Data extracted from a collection
'''
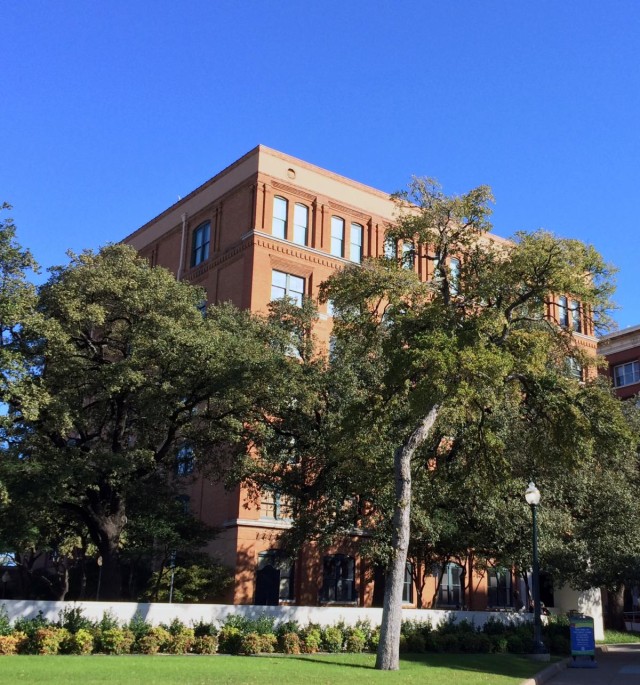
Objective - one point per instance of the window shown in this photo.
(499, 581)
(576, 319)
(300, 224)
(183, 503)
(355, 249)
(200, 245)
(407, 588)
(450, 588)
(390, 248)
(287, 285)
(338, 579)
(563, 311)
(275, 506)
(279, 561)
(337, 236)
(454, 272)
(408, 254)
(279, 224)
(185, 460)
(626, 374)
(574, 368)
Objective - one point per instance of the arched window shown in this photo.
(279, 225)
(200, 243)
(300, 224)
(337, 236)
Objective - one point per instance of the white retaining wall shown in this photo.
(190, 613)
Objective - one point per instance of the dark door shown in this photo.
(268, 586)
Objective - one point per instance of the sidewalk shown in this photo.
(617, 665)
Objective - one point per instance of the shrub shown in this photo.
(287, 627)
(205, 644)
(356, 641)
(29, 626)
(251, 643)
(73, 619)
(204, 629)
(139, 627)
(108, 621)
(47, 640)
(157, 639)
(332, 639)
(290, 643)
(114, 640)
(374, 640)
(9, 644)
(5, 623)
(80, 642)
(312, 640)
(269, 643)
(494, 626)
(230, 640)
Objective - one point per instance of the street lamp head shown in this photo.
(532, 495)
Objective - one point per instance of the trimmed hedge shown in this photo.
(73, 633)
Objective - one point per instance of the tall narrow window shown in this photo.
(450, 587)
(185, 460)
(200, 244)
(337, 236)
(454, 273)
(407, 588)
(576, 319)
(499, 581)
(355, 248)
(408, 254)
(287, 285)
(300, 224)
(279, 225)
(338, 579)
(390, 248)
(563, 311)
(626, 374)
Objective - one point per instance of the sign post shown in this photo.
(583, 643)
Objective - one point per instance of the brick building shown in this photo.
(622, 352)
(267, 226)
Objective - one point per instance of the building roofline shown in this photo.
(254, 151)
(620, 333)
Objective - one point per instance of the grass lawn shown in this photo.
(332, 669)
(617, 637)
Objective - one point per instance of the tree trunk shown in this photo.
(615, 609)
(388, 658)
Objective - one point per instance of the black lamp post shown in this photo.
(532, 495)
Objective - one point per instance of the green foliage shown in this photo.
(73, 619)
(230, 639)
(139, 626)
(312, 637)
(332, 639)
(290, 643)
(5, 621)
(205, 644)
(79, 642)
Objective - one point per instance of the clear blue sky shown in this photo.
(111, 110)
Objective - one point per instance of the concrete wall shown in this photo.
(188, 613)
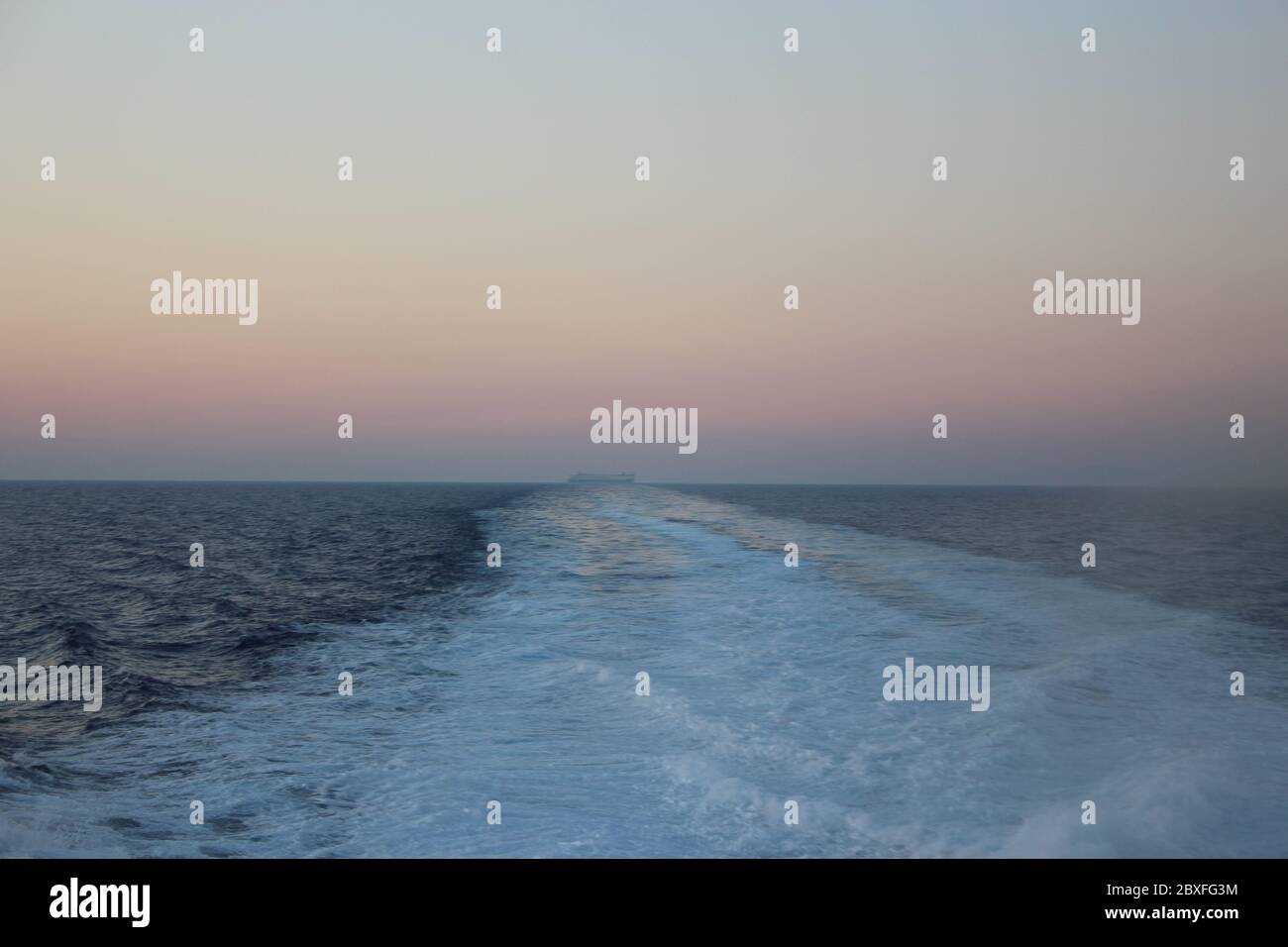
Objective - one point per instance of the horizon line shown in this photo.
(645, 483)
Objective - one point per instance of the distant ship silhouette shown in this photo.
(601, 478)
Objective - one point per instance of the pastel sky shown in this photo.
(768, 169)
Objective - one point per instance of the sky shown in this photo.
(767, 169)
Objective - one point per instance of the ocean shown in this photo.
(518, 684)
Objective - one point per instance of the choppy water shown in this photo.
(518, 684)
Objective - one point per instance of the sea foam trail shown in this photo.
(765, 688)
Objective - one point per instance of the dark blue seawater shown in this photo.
'''
Word for word, set down every record, keeping the images out.

Objective - one point per instance of the window shown in this photo.
(499, 581)
(576, 319)
(300, 224)
(183, 503)
(355, 249)
(200, 245)
(407, 588)
(450, 588)
(390, 248)
(287, 285)
(338, 579)
(563, 311)
(275, 506)
(279, 561)
(337, 236)
(454, 272)
(408, 254)
(279, 224)
(185, 460)
(626, 374)
(574, 368)
Objective - one point per instance of the arched window shown in this photo.
(279, 225)
(200, 243)
(300, 224)
(337, 236)
Objective - one point per instance of the white retaining wall shown in this photo.
(190, 613)
Objective - one point per instance of the dark door shown in this photo.
(268, 586)
Objective - one point per instance of the sidewalk shown in this photo.
(617, 665)
Objective - one point per instance of the shrub shown in this photo.
(287, 627)
(205, 644)
(356, 641)
(29, 626)
(251, 643)
(73, 619)
(204, 629)
(139, 627)
(108, 621)
(47, 640)
(157, 639)
(332, 639)
(290, 643)
(114, 640)
(374, 640)
(9, 644)
(5, 623)
(80, 642)
(312, 640)
(269, 643)
(494, 626)
(230, 640)
Objective - one point per instance of the street lamp head shown in this photo.
(532, 495)
Objective - one point per instance of the trimmed hedge shown in this photo.
(73, 633)
Objective - one point per instance of the tall narrow window shown in this photo.
(450, 587)
(185, 460)
(200, 244)
(337, 236)
(454, 273)
(407, 588)
(576, 319)
(499, 581)
(355, 248)
(408, 254)
(287, 285)
(300, 224)
(279, 225)
(338, 579)
(390, 248)
(563, 311)
(626, 374)
Objective - one point per instance of the sign post shown in this photo.
(583, 643)
Objective - one point per instance of the brick building shown in this photo.
(622, 352)
(267, 226)
Objective - one point per instance of the building roofline shown in this photo.
(254, 151)
(620, 333)
Objective - one point per instance of the grass lawn shown in this photo.
(332, 669)
(617, 637)
Objective - one point per instance of the tree trunk shown in this photo.
(615, 609)
(388, 658)
Objective - one point per instance of the black lamp post shown in this photo.
(532, 495)
Objective - one point per instance of the green foliage shown in this photo.
(73, 619)
(230, 639)
(139, 626)
(312, 637)
(332, 639)
(290, 643)
(5, 621)
(205, 644)
(79, 642)
Objective - one point per instance of the clear blue sky shown in this photo.
(111, 110)
Objective - one point per instance of the concrete wall shown in this photo.
(188, 613)
Objective - one point per instance of the horizon line shown in this photo.
(645, 483)
Objective - one point per instance of the distant ship silhouette shown in this photo.
(601, 478)
Objective - one point per instance of the pastel sky shown in this photo.
(768, 169)
Objective - one point per instance of the sky shown in this photo.
(767, 169)
Objective - one point per instance of the ocean shown in this photo.
(518, 684)
Objective - one point per instance of the choppy water shown in this photo.
(518, 684)
Objective - one point per instance of the sea foam trail shown in this photo.
(765, 688)
Objective - one point per instance of the dark blue seawater shown in this photo.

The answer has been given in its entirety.